* start DATA SECTION *
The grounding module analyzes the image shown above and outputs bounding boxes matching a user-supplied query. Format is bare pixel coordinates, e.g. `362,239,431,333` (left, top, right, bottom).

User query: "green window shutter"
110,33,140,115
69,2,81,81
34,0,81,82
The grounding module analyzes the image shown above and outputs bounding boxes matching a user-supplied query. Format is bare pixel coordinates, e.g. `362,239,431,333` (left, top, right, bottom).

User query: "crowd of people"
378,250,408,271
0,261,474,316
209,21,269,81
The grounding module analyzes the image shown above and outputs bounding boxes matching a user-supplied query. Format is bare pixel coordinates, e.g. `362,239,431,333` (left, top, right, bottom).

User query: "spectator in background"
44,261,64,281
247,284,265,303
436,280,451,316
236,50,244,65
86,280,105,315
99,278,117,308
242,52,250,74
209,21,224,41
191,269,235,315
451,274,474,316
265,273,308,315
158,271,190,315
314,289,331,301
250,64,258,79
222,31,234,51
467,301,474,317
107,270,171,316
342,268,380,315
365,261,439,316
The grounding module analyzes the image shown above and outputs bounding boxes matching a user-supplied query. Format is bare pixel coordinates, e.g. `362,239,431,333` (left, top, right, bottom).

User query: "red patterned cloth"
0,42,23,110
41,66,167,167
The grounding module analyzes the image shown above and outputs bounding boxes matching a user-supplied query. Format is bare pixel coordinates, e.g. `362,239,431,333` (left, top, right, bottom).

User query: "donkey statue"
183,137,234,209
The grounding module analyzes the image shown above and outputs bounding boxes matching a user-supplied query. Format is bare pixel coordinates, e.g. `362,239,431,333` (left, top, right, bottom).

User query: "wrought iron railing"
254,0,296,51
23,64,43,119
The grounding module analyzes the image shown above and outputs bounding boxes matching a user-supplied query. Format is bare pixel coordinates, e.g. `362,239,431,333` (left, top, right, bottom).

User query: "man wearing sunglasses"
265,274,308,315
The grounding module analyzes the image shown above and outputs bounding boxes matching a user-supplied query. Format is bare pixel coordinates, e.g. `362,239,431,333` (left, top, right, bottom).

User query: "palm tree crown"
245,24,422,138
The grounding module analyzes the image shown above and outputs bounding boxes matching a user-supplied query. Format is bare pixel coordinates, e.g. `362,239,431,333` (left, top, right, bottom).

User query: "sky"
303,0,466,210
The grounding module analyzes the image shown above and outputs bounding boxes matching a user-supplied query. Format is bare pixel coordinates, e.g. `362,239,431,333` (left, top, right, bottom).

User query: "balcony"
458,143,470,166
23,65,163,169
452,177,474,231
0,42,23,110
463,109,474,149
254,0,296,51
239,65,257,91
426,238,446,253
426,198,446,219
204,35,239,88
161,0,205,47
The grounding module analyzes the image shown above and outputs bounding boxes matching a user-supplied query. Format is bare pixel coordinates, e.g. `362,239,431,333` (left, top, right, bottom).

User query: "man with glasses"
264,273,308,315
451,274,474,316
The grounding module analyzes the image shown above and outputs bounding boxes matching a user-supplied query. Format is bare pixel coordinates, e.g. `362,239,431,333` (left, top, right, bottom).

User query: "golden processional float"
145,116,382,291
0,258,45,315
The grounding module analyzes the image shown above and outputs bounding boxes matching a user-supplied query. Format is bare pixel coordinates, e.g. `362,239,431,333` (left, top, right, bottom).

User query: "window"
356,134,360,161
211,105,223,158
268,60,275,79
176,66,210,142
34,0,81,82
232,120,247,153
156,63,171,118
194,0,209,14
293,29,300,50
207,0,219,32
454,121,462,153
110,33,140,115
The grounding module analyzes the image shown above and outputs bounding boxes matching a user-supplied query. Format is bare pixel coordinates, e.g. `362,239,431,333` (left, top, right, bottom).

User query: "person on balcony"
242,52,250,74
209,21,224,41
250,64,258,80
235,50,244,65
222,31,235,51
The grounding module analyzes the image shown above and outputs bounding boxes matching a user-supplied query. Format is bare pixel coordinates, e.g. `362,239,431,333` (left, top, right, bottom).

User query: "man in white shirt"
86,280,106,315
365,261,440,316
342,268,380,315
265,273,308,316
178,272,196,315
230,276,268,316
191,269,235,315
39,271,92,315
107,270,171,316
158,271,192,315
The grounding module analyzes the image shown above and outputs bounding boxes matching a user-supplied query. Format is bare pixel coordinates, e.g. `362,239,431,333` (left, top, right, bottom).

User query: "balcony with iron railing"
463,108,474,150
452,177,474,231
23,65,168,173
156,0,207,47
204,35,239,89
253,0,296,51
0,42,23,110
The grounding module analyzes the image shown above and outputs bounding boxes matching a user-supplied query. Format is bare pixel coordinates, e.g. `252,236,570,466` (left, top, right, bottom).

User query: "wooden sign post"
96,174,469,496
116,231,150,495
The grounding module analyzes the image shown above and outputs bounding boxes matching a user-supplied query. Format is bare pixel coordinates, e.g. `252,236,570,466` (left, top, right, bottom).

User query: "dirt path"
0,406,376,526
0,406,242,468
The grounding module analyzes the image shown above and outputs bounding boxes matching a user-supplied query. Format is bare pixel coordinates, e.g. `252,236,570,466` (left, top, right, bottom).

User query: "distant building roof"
* end DATA SECTION *
Count the lines in the listing above that contain the string "iron", treating uppercase and lowercase as different. Reply with the number only.

* [SOLUTION FOR THIS TASK]:
2